Extract:

-*-

With Australia and Aotearoa/New Zealand announcing their withdrawal from the 2021 Rugby League World Cup in England, our Indigenous All Stars have put their hand up to represent.
The Australian Rugby League Commission (ARLC) and New Zealand Rugby League (NZRL) made the decision to pull out of the tournament because of safety concerns surrounding COVID-19 in the United Kingdom.
ARLC Chair Peter V’landys said the pandemic posed too great a risk to players and officials.
“In the current environment, the risks to the safety, health and wellbeing of the players and officials travelling from Australia to participate in the tournament this year are insurmountable,” he said.
The shocking decision has left a hole for representation for both Australia and Aotearoa/New Zealand, which has led to the Indigenous All Stars and the Māori All Stars standing up to fill those spots.
Melbourne Storm winger and proud Wiradjuri and Gunggandji man Josh Addo-Carr revealed there has been conversations with NRL executives about sending a team over.
“Yeah, we had a little meeting with [NRL chief] Andrew Abdo a couple of days ago, and just discussed potentially putting the Indigenous All Stars and Māori All Stars in the World Cup,” Addo-Carr said.

-*-

Apply what you read:
1. Answer these questions from the rugby league article:
(a) In which country is the 2021 Rugby League World Cup being held?
(b) Who chairs the Australian Rugby League Commission?
(c) For which club does Josh Addo-Carr play?
2. Return the passage of the rugby league article from "The Australian Rugby" to "the United Kingdom.", copied word for word.
The data that follows has no connection to the rugby league article.

Source data:

-*-

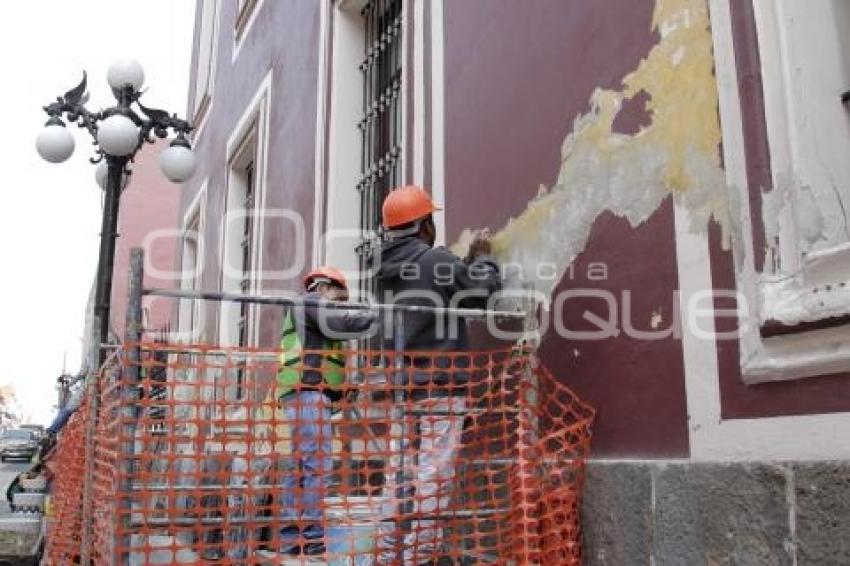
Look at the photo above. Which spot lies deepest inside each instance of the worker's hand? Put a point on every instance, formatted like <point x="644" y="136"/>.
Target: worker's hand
<point x="480" y="245"/>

-*-

Outputs by task:
1.
(a) England
(b) Peter V’landys
(c) Melbourne Storm

2.
The Australian Rugby League Commission (ARLC) and New Zealand Rugby League (NZRL) made the decision to pull out of the tournament because of safety concerns surrounding COVID-19 in the United Kingdom.